Nurses are being encouraged to share successful public health schemes they have been involved with through a new website launched by the Royal College of Nursing.
The website features almost 20 initiatives from across the country that focus on tackling issues ranging from obesity to HIV. It follows a recent RCN survey showing that commissioners want more input from public health nurses.
As reported on by Nursing Times last month, the survey of 220 UK designers of public health services revealed gaps between the contribution nurses make at present and level of involvement commissioners actually wanted.
In areas such as housing, employment, emergency responses and environment health hazards, between 55% and 85% of commissioners believed nurses should be “always” or “frequently” involved in services. But in reality only 10% to 40% said nurses contributed “always” or “frequently”.
Even in parts of services where nursing contribution was high – such as clinical effectiveness, governance, efficiency, service planning, and auditing – commissioners said they still wanted more involvement. A lack of required skills was also identified by some.
The RCN recommended a series of actions to improve the contribution nurses make to public health services, such as a stronger focus on this area in all nursing programmes, and more opportunities for nurses to be “skilled up” to work with commissioners.
Helen Donovan, RCN professional lead for public health, said: “Nurses have a crucial role in public health – whether it is dealing with outbreaks of infectious diseases, giving lifestyle advice or supporting people and families at home. The staff doing this vital work should be proud that their work is valued and appreciated.
“There is a clear consensus that nurses have the expertise, the experience, the leadership skills and the local knowledge to make a difference,” she said. ”However, there are not enough of them in the right roles to be there when needed.”

▸ Records:
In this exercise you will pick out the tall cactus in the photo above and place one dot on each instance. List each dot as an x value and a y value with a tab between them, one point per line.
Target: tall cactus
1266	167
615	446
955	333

▸ Study questions:
[1] According to the article about the RCN's public health website, how many UK designers of public health services took part in the survey?
[2] Reproduce the passage of the article on nurses in public health starting at "Nurses are being" and ending at "College of Nursing.".

▸ Answers provided:
[1] 220

[2]
Nurses are being encouraged to share successful public health schemes they have been involved with through a new website launched by the Royal College of Nursing.